▶ [What is expected]
Determine the number of lines of the records below that include "uniform". Respond with the number and no other text.

**********

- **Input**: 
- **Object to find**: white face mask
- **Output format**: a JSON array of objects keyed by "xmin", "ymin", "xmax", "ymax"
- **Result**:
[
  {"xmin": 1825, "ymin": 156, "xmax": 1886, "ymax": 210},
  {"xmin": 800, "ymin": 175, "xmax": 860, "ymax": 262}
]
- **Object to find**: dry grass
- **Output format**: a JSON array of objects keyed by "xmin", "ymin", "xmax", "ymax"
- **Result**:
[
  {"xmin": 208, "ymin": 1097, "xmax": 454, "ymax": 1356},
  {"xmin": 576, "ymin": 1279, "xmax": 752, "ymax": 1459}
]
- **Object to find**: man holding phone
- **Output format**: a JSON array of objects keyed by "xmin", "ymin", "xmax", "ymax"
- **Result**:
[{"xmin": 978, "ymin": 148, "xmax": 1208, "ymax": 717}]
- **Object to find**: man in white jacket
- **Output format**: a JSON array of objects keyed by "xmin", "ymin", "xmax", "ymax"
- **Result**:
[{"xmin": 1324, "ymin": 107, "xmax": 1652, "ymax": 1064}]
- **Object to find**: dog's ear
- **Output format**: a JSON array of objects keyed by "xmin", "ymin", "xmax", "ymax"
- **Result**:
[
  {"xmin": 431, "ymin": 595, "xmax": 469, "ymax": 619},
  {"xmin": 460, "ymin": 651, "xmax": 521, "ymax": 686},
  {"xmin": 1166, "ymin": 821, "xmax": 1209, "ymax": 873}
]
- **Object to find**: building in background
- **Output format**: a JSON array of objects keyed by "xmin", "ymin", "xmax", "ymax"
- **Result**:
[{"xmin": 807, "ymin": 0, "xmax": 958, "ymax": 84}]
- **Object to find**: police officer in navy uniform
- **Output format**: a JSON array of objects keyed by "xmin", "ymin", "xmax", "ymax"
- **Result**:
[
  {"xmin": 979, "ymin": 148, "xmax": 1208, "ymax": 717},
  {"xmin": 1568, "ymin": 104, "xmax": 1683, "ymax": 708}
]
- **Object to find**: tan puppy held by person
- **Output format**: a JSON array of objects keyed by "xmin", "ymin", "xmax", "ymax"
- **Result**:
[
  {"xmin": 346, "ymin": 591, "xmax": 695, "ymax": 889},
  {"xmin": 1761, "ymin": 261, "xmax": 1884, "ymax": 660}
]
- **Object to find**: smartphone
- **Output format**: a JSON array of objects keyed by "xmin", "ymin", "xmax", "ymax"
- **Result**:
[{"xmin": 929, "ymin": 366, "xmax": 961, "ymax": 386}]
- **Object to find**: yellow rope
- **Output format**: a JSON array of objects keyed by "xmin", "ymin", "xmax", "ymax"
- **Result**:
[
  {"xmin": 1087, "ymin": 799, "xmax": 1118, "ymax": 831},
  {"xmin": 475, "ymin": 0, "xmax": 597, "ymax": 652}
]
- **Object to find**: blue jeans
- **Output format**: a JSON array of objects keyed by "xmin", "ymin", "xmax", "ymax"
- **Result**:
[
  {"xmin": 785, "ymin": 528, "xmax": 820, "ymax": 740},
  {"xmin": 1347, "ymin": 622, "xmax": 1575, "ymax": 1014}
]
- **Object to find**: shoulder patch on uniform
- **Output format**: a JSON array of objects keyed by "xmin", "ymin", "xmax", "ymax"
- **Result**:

**********

▶ [Response for this exercise]
2